AUFGABENSTELLUNG 1:
Beantworte anhand der folgenden Pressemitteilung diese Fragen:
(a) Für wie viele Beschäftigte im Sozial- und Erziehungsdienst wird verhandelt?
(b) An welchen Tagen findet die nächste Verhandlungsrunde statt?
(c) Wie viele Fachkräfte fehlen nach Berechnungen des Deutschen Jugendinstitutes bis zum Jahr 2025 allein in den Kitas?

───── VORLIEGENDER TEXT

Pressemitteilung, Berlin, 22. März 2022. Nachdem auch die zweite Tarifverhandlungsrunde für die rund 330.000 Beschäftigten im Sozial- und Erziehungsdienst heute (22. März 2022) ergebnislos vertagt wurde, spitzt sich die Auseinandersetzung weiter zu. „In den nächsten Tagen und Wochen werden wir unsere Mitglieder ausführlich über den Stand der Verhandlungen informieren und das weitere Vorgehen beschließen. Wir sind sicher, dass es vor der nächsten Verhandlungsrunde am 16. und 17. Mai zu heftigen Reaktionen kommen wird“, erklärte der Vorsitzende der Vereinten Dienstleistungsgewerkschaft (ver.di), Frank Werneke, in Potsdam. „Mit ihrem Verhalten sind die Arbeitgeber für die Zuspitzung des Konfliktes verantwortlich.“

Die Enttäuschung in der Verhandlungskommission über die Haltung der Arbeitgeberseite sei massiv. In Fragen der Entlastung und der Verbesserung der Arbeitsbedingungen sowie für die Aufwertung der Berufe seien nicht einmal Ansätze für Kompromisslinien gefunden worden. Die kommunalen Arbeitgeber hätten ein konkretes Angebot verweigert.

Nach Berechnungen des Deutschen Jugendinstitutes fehlen bis zum Jahr 2025 allein in den Kitas 300.000 Fachkräfte. „In der Sozialarbeit und in der Behindertenhilfe sieht es keinen Deut besser aus“, sagte Werneke. „Ohne eine deutliche Aufwertung des Sozial- und Erziehungsdienstes laufen wir sehenden Auges auf chaotische personelle Verhältnisse in Kitas und in den sozialen Einrichtungen zu. Der objektiv vorhandene Fachkräftemangel soll von den kommunalen Arbeitgebern offensichtlich keiner Lösung zugeführt werden.“

Der ver.di-Vorsitzende forderte die kommunalen Arbeitgeber auf, die wenigen Wochen bis zur nächsten Verhandlung endlich zu nutzen, gemeinsam konstruktive Lösungsvorschläge für die prekären Arbeitssituationen der Beschäftigten zu erarbeiten.

──────────

AUFGABENSTELLUNG 2: Ermittle, in wie vielen der folgenden Zeilen die Zeichenfolge „brown“ vorkommt, wobei Groß- und Kleinschreibung zählt. Gib nur die Zahl an.

───── EXTRAHIERTE ANGABEN

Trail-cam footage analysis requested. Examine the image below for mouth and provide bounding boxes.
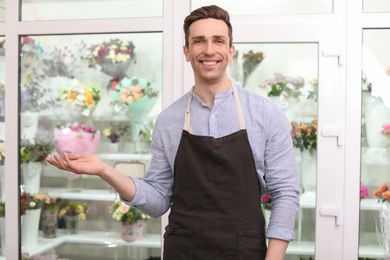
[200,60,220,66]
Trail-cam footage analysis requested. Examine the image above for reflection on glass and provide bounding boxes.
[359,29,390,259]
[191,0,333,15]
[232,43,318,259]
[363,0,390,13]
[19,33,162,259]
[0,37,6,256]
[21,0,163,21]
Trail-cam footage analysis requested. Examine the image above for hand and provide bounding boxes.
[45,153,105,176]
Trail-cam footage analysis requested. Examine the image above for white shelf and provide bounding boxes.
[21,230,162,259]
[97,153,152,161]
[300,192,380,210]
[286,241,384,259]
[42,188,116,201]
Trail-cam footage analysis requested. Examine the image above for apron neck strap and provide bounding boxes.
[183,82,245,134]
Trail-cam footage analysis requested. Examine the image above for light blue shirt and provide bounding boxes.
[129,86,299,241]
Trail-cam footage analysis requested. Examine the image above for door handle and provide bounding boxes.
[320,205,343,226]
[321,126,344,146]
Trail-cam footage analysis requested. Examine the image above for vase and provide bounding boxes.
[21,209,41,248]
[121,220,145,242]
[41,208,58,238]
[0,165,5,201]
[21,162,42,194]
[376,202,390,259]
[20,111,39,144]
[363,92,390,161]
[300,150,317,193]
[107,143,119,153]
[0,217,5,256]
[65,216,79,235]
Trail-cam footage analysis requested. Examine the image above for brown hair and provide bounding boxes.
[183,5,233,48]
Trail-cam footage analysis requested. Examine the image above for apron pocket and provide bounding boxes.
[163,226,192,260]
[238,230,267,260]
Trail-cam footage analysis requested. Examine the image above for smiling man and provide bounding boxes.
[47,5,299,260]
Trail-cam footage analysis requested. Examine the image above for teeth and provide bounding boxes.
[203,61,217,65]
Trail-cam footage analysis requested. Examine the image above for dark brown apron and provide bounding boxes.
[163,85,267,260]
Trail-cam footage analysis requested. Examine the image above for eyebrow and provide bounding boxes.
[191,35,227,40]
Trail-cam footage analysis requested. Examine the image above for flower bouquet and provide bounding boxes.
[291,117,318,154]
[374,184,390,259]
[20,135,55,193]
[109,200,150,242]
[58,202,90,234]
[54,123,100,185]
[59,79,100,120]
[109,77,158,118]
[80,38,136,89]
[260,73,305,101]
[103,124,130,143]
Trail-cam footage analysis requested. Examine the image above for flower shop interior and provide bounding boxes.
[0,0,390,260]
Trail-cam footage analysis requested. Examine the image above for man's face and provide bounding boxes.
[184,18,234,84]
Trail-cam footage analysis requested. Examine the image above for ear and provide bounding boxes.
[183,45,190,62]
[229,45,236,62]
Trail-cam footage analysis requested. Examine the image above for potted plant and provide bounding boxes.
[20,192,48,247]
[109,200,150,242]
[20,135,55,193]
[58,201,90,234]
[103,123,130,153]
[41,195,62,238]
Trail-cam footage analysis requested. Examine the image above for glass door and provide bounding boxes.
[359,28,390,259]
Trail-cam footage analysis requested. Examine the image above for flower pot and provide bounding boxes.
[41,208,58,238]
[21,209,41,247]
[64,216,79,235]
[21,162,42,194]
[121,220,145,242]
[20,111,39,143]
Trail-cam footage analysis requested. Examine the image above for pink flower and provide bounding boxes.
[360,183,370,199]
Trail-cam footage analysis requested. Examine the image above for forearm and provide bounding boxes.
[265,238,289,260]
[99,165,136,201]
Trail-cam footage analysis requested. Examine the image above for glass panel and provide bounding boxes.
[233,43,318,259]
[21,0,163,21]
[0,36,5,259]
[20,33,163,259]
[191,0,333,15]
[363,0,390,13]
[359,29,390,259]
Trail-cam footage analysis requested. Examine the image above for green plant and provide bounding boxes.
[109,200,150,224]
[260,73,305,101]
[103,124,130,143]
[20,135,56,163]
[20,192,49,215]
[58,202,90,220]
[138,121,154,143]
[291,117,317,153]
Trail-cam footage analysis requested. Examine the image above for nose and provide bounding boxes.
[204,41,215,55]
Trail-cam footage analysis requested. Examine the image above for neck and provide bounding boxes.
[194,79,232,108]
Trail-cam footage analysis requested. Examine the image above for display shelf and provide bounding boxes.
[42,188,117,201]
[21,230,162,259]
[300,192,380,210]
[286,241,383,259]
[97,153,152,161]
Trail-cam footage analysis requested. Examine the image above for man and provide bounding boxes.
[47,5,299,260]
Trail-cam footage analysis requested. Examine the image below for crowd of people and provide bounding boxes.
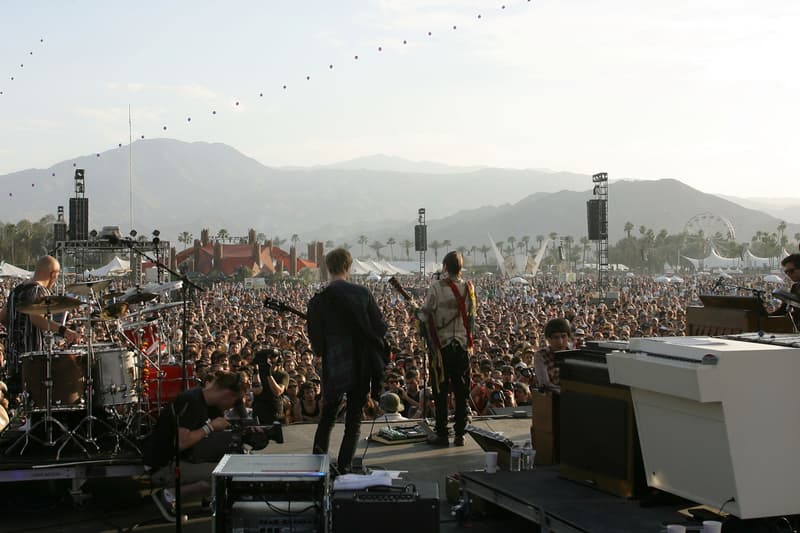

──────────

LÖSUNG 1:
(a) Für rund 330.000 Beschäftigte.
(b) Am 16. und 17. Mai.
(c) 300.000 Fachkräfte.

LÖSUNG 2: 2